BRIEF:
Reproduce the rows starting at the line that contains "Note: point to the road" and ending at the last line of the rows below, leaving the pictures out of your answer.

Pointing and labeling entries
----------------

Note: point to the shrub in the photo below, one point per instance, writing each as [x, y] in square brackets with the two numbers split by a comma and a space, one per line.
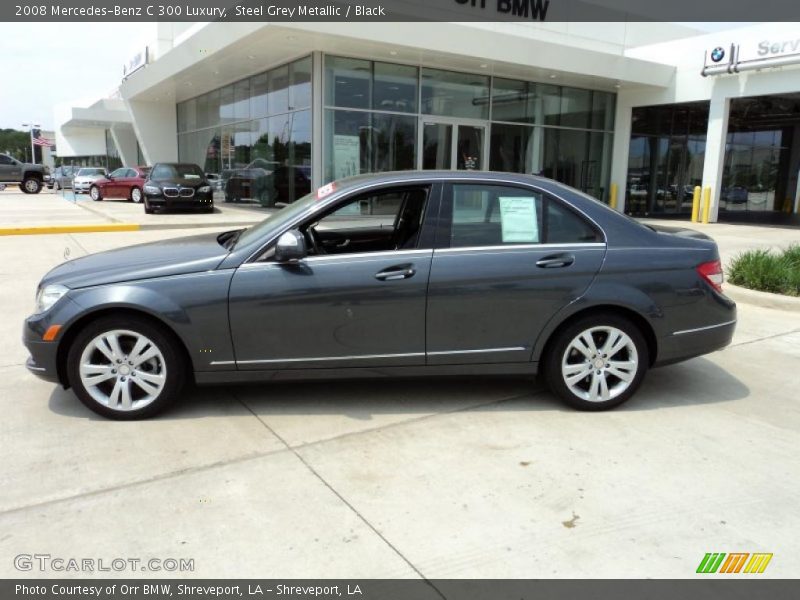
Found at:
[778, 273]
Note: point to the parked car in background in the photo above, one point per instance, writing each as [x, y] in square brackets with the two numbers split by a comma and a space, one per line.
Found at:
[734, 195]
[177, 185]
[252, 182]
[85, 177]
[62, 177]
[126, 182]
[406, 273]
[30, 177]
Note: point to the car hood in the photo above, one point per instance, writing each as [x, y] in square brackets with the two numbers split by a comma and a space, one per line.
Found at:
[179, 182]
[157, 259]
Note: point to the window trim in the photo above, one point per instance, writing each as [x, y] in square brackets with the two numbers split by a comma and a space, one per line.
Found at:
[424, 240]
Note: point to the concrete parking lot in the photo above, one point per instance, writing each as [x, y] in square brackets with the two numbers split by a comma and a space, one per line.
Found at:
[483, 478]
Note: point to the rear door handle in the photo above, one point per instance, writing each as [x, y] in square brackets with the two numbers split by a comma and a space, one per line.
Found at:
[555, 261]
[396, 273]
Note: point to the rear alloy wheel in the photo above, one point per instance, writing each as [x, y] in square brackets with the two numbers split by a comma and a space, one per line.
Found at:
[31, 185]
[597, 363]
[125, 369]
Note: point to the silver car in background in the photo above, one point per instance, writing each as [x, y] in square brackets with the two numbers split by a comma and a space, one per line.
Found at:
[85, 177]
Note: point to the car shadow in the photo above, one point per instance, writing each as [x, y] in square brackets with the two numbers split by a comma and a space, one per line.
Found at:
[698, 381]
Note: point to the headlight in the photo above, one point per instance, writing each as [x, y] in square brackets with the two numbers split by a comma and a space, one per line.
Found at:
[48, 296]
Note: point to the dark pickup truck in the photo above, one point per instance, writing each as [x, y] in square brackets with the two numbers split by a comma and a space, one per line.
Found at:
[29, 177]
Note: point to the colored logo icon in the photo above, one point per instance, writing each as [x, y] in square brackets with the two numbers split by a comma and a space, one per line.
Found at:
[735, 562]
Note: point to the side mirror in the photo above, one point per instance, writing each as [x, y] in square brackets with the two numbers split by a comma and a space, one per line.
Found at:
[291, 247]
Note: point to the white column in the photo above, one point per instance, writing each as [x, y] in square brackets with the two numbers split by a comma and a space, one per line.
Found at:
[156, 127]
[317, 113]
[622, 143]
[716, 138]
[125, 141]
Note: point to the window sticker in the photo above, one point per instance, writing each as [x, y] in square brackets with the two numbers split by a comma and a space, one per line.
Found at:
[325, 190]
[518, 220]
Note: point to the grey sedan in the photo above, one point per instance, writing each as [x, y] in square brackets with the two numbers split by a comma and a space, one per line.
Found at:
[409, 273]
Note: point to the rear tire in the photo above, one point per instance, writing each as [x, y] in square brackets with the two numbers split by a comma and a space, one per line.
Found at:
[597, 362]
[125, 368]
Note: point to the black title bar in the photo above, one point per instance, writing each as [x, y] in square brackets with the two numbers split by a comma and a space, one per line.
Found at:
[399, 10]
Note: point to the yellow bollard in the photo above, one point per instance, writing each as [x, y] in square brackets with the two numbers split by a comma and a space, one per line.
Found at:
[706, 204]
[696, 204]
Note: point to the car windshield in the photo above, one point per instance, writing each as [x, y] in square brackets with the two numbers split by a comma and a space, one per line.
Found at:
[287, 214]
[177, 171]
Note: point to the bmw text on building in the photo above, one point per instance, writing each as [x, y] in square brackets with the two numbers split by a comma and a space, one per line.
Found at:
[635, 114]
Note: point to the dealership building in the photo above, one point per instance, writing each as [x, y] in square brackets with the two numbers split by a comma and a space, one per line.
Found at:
[635, 114]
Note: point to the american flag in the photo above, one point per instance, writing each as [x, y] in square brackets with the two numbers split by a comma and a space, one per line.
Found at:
[39, 140]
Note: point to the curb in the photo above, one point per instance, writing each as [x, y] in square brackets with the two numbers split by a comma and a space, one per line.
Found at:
[51, 229]
[763, 299]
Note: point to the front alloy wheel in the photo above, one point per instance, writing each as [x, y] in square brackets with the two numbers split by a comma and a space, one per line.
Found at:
[597, 363]
[125, 371]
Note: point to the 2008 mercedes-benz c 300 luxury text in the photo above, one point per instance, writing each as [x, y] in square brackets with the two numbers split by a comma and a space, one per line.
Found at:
[412, 273]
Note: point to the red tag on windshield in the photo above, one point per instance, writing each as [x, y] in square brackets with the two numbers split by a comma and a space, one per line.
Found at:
[325, 190]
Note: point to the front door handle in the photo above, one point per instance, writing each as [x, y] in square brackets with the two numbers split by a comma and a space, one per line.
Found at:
[396, 273]
[555, 261]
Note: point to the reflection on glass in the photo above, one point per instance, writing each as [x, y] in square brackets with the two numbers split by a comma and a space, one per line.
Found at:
[395, 87]
[436, 145]
[348, 82]
[511, 148]
[455, 94]
[469, 148]
[393, 141]
[258, 99]
[278, 94]
[300, 88]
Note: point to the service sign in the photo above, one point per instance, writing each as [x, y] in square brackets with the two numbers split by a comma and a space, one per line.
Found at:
[768, 49]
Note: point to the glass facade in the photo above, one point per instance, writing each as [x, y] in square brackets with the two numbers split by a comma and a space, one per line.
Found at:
[762, 156]
[376, 111]
[665, 161]
[254, 133]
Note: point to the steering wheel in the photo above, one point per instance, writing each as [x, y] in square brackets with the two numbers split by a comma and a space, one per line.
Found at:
[316, 241]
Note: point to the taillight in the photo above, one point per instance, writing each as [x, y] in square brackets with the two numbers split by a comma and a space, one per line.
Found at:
[712, 273]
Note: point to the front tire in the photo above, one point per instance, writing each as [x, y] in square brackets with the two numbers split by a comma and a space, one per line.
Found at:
[31, 185]
[597, 362]
[125, 368]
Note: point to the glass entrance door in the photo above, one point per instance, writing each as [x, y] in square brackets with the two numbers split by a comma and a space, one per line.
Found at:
[456, 146]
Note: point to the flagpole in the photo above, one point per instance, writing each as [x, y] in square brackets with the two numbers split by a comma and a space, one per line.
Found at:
[32, 125]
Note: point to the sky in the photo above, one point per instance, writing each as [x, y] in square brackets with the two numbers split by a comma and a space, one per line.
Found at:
[45, 64]
[78, 63]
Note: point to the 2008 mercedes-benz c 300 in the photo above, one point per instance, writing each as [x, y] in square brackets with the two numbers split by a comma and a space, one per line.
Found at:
[408, 273]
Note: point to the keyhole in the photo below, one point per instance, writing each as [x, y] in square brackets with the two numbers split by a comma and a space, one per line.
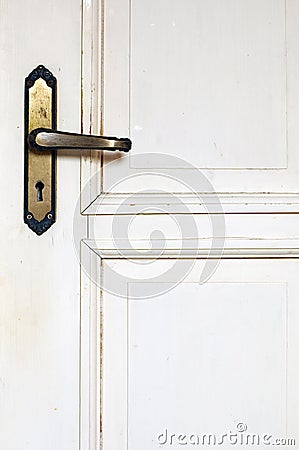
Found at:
[39, 188]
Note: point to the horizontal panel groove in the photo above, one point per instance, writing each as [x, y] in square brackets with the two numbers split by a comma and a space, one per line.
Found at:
[193, 248]
[184, 203]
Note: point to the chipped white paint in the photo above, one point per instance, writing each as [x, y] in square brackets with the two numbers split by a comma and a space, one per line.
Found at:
[39, 276]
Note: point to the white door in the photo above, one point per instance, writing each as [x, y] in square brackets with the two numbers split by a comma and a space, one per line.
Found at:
[189, 338]
[39, 275]
[171, 344]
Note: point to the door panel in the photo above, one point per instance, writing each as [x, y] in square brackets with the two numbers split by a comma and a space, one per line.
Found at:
[213, 83]
[39, 275]
[200, 359]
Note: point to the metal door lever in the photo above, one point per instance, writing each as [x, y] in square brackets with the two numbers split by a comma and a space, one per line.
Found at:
[47, 139]
[41, 140]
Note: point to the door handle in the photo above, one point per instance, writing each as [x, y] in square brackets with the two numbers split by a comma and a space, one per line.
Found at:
[45, 139]
[41, 140]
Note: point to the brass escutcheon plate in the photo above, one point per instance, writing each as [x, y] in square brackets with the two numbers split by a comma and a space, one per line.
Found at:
[39, 166]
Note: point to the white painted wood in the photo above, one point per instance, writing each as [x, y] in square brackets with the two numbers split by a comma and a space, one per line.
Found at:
[230, 96]
[39, 276]
[193, 248]
[110, 203]
[201, 358]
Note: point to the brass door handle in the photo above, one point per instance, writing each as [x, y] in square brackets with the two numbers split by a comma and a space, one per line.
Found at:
[47, 139]
[40, 144]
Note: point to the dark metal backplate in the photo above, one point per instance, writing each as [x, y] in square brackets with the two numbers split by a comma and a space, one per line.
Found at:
[39, 167]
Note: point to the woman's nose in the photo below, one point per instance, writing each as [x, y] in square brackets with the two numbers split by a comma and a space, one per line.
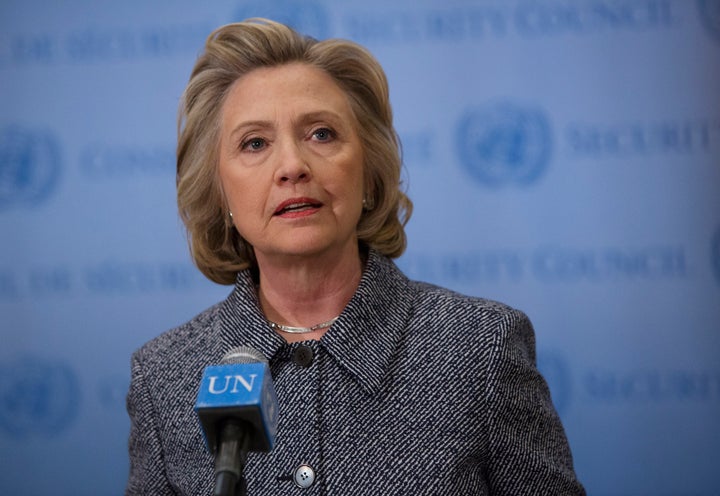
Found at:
[293, 167]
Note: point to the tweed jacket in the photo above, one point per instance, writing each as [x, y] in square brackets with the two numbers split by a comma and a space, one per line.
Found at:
[415, 390]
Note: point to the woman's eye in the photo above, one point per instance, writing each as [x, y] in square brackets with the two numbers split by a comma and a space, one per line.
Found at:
[253, 144]
[323, 134]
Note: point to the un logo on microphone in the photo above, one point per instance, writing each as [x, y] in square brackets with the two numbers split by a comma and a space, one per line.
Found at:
[29, 166]
[710, 16]
[37, 397]
[308, 17]
[504, 143]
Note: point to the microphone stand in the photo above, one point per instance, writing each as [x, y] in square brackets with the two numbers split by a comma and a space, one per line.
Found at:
[230, 460]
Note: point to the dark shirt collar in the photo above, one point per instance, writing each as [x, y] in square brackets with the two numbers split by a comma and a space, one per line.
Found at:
[363, 340]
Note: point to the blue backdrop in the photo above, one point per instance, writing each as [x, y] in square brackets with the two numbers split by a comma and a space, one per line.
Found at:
[563, 157]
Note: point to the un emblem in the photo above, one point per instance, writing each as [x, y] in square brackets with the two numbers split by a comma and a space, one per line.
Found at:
[305, 17]
[554, 368]
[29, 166]
[37, 397]
[715, 250]
[504, 143]
[710, 16]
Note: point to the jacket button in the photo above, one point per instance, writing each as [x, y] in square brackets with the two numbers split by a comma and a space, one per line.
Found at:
[303, 356]
[304, 476]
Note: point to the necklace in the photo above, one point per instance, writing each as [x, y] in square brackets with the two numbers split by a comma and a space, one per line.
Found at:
[302, 330]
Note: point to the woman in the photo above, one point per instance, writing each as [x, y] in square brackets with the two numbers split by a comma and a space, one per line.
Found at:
[289, 186]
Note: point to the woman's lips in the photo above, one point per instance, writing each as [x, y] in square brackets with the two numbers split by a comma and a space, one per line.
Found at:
[297, 207]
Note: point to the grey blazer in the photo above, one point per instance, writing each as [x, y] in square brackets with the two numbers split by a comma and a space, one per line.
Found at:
[415, 390]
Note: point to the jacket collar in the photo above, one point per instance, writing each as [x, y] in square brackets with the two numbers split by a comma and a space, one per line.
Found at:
[363, 340]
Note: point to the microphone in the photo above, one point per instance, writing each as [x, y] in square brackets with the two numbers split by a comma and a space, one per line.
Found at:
[238, 412]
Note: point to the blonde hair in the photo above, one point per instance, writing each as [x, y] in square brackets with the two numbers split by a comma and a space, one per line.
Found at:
[236, 49]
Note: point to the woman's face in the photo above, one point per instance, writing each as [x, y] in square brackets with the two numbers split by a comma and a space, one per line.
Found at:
[291, 163]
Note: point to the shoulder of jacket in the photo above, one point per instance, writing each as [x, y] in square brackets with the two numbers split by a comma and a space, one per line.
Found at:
[180, 340]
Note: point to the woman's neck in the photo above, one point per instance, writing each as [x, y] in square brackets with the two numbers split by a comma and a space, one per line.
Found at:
[305, 292]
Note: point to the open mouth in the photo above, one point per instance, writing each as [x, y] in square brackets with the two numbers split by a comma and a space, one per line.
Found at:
[296, 206]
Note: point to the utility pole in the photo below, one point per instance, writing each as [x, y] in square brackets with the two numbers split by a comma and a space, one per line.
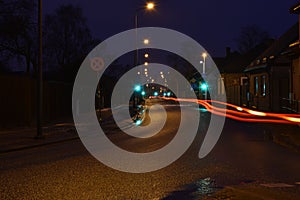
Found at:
[39, 75]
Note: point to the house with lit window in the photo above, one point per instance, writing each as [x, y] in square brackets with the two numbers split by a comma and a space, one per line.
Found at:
[269, 75]
[295, 71]
[231, 67]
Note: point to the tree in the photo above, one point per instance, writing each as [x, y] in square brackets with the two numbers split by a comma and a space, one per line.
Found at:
[250, 37]
[67, 40]
[18, 31]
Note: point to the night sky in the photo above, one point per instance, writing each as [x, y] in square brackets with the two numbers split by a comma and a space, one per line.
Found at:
[215, 24]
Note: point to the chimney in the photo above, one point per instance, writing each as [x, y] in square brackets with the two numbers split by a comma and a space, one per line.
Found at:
[228, 52]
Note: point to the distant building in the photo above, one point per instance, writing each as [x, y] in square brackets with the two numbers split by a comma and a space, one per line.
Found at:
[295, 71]
[270, 75]
[232, 68]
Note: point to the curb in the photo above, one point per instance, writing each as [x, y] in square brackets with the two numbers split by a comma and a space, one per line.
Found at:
[24, 147]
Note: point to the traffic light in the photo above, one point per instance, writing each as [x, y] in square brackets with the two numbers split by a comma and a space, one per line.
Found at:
[137, 88]
[203, 86]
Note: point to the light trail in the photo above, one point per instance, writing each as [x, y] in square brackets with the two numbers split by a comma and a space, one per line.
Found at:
[241, 114]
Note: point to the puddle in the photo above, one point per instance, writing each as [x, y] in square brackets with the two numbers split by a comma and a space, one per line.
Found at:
[196, 190]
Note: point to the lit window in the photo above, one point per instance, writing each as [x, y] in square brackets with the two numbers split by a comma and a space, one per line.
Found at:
[256, 85]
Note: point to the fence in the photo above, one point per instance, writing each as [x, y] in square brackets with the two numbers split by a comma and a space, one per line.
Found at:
[18, 100]
[290, 105]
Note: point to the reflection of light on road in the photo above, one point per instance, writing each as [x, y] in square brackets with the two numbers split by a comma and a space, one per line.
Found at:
[292, 119]
[138, 122]
[257, 113]
[239, 109]
[243, 114]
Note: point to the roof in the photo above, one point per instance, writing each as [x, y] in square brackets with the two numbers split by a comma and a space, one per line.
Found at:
[236, 62]
[276, 50]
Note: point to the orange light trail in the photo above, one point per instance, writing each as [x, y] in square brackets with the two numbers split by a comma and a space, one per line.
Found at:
[241, 114]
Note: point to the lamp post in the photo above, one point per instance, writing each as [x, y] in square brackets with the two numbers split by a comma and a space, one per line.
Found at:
[204, 55]
[39, 76]
[148, 6]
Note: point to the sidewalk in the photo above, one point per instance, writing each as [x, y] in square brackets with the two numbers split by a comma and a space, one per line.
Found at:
[283, 134]
[24, 137]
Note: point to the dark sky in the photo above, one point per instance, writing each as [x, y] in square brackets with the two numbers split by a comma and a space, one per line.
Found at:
[213, 23]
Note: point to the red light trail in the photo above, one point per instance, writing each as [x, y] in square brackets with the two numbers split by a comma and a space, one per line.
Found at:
[241, 114]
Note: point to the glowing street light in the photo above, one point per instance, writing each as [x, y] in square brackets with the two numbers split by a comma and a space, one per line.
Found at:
[137, 88]
[146, 41]
[150, 6]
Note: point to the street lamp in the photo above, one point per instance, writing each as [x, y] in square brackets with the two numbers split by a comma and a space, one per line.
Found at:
[39, 88]
[204, 55]
[149, 6]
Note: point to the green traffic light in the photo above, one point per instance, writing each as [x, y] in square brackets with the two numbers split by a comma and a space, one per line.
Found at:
[204, 86]
[137, 88]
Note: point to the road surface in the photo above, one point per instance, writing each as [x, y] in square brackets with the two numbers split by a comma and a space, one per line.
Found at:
[243, 155]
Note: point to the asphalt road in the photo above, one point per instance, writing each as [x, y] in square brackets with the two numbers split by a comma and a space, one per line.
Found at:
[66, 170]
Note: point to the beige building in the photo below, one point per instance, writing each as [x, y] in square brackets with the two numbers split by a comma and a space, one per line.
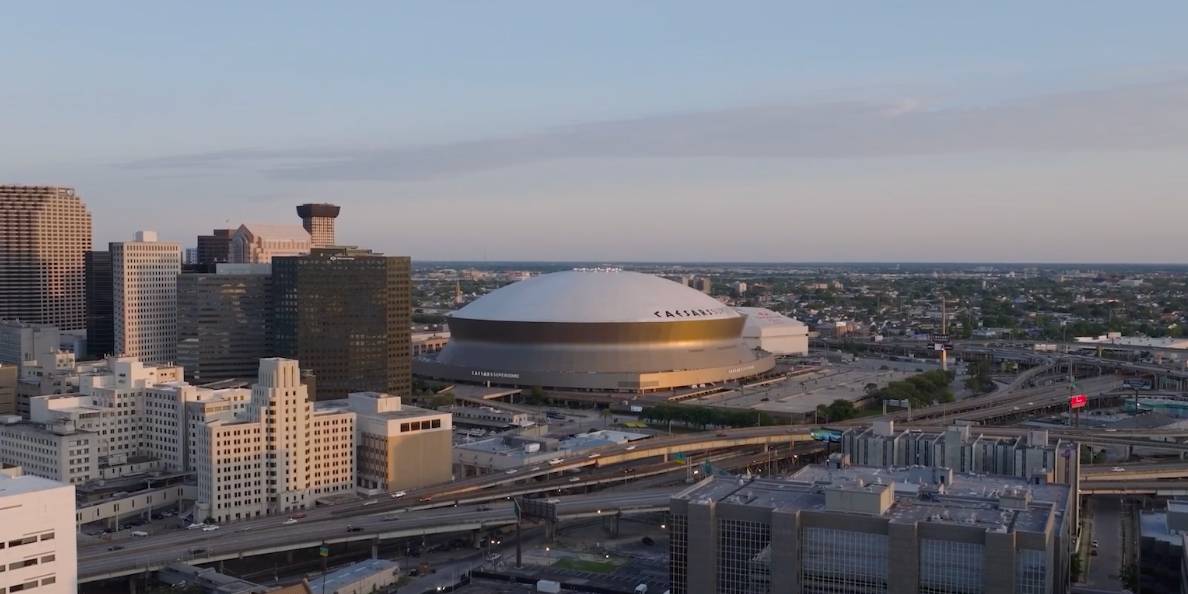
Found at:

----------------

TASK RESULT:
Note: point to the road surface in the photo above, one point per instance, writing each as [x, y] in square brackets with the two numbers split by a comma and a space, one per line.
Found at:
[243, 155]
Note: point to the asphalt road in the photo above, one point per instance, writing each as [x, y] in square brackets with the two numbers split by a comma and a space, one per line.
Found at:
[66, 170]
Note: point to the beige building in the photo below, one point per instance, writing each as [x, y] in square brackets with the two numbers split by a comma and a space, one per line.
Found at:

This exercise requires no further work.